読解用の文章:
•••••

ブルサの聖ヨハネ教会、販売中(!)
2015年07月09日付 Radikal 紙


ブルサのムダンヤ郡にある聖ヨハネ教会が、あるインターネットサイトで100万ドルで販売されている。

1923年にギリシャとトルコの間で行われた住民交換の結果、個人財産とされ、ムダンヤ自治体による分類では「庭付き住宅」とされてきた聖ヨハネ教会は、行政の制限によって手を加えるのが不可能な状況となり、所有者が100万ドルで売りに出した。

 トルコとギリシャ王国は1923年、ローザンヌ条約と同時に結んだ合意書により、それぞれの国民を信仰する宗教に基づいて住民交換した。この移民の結果、トルコ大国民議会(TBMM)は「資産取得法」を制定し、ギリシャからトルコへ移った人々に資産を与えた。この枠組みの中で、ティリリエ地区で教会として使われていた建物は、1928年にギリシャから移り住んだ「ギリトリ・アリ・ドゥラク」という名のトルコ人の一家に与えられた。一家はここに約83年間暮ら し、2011年に建物をある実業家に売った。

■行政が家主を疲弊させた

 匿名希望のこの男性は2011年、教会をブティックホテルにしてティリリエ地区の経済に役立てようと考えたが、行政側から制限された。ムダンヤ自治体の分類では庭付き住宅とされているにもかかわらず、ブルサ地方文化資産保護局は、この建物がかつて教会であったとして、改装をするには正式なプロジェクトを立ちあげる必要があると示した。

実業家はこれを受け「ティリリエ・ギュベン不動産」の責任者に全てを委任し、建物の改装のため必要な計画を準備するよう求めた。不動産業者は計画を準備してムダンヤの役所へ行き、委任状を受け取ってブルサ地方文化資産保護局へ持ち込んだ。業者は建物の設計図を建築家に描かせ、同局の責任者に提出した。

■教会への調査

 計画と建築活動がブルサ地方文化資産保護局に提出された後、同局は建物の調査を始めた。その結果、計画にはいくつかの変更が求められた。不動産業者は再び計画を整え、文化資産保護局に送った。保護局は計画を許可したが、建物に手を加えることは認めなかった。それについて一切の理由を示さず、この件は文化観光省に関係するとした。不動産業者は数回にわたって大統領府、首相府、関係省庁に文書を送ったが、回答は得られなかった。行政からの制限に業を煮やした教会の所有者は、委任先の不動産業者に教会を百万ドルで売りに出すように求めた。こうして業者は、あるインターネットサイトに教会の情報を掲載した。

•••••

表示された記録:
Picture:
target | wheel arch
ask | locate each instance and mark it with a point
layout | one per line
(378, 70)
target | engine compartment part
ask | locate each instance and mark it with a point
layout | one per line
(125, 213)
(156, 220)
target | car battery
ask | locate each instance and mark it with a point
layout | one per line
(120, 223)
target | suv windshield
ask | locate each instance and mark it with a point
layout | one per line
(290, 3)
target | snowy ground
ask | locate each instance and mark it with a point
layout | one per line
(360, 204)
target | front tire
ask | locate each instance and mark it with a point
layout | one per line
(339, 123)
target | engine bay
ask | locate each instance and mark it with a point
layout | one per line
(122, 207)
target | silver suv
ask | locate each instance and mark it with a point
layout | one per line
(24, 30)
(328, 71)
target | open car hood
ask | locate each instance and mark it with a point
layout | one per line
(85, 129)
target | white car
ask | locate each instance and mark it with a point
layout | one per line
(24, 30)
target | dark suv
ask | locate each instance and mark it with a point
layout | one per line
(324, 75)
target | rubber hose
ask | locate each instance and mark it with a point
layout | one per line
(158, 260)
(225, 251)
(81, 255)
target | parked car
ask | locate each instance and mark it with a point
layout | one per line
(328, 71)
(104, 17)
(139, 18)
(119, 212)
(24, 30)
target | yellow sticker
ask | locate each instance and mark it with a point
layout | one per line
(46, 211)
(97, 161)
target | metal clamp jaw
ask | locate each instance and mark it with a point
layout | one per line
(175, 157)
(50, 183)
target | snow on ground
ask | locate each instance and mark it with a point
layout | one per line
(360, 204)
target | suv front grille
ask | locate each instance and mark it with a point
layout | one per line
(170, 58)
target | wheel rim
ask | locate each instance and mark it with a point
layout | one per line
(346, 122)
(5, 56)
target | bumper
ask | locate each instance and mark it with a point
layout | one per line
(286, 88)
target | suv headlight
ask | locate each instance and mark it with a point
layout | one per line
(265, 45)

•••••

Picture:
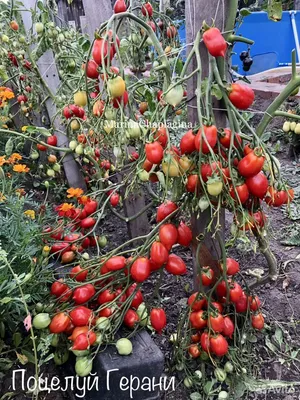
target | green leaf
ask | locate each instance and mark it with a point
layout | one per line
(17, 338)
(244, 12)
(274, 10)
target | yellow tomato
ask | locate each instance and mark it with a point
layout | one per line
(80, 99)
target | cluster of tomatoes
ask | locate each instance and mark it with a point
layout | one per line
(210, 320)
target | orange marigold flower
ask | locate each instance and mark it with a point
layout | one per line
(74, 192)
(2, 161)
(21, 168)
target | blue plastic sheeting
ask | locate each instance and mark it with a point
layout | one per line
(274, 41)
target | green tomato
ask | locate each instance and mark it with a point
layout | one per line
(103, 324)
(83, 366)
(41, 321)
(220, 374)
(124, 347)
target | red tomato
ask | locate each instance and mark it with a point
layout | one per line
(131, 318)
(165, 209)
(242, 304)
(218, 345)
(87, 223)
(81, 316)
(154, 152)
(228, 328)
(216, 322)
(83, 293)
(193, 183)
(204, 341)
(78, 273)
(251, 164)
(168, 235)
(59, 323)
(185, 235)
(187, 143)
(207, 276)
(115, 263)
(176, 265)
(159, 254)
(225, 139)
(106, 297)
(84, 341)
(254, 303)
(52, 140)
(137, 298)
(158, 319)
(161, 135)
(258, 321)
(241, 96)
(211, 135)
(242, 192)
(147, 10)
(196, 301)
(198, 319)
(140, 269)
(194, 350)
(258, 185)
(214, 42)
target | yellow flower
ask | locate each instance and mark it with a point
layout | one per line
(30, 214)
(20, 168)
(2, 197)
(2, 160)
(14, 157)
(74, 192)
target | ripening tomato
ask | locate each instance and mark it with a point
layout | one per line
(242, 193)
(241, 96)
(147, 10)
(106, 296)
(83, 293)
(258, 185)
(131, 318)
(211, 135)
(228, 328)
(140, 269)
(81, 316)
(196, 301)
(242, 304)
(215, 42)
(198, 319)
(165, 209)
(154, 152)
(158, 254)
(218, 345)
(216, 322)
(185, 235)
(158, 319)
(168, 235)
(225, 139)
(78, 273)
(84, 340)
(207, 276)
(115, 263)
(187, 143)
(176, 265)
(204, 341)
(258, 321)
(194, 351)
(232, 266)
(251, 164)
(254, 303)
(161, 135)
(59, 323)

•••••

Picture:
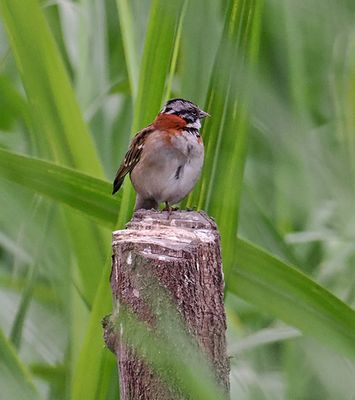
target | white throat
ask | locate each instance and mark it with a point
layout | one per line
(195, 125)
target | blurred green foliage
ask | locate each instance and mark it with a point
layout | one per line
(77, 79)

•••••

必須課題:
1. 聖ヨハネ教会の売却に関する記事のうち、「トルコとギリシャ王国は192」から「に建物をある実業家に売った。」までの部分を、一字一句違えずに返してください。
2. 記録の中から文字列「ground」を含む行をすべて探し出し、各行をそのまま書き写してください。大文字と小文字は区別されます。

完全な解答:
1.
トルコとギリシャ王国は1923年、ローザンヌ条約と同時に結んだ合意書により、それぞれの国民を信仰する宗教に基づいて住民交換した。この移民の結果、トルコ大国民議会(TBMM)は「資産取得法」を制定し、ギリシャからトルコへ移った人々に資産を与えた。この枠組みの中で、ティリリエ地区で教会として使われていた建物は、1928年にギリシャから移り住んだ「ギリトリ・アリ・ドゥラク」という名のトルコ人の一家に与えられた。一家はここに約83年間暮ら し、2011年に建物をある実業家に売った。

2.
target | snowy ground
target | snow on ground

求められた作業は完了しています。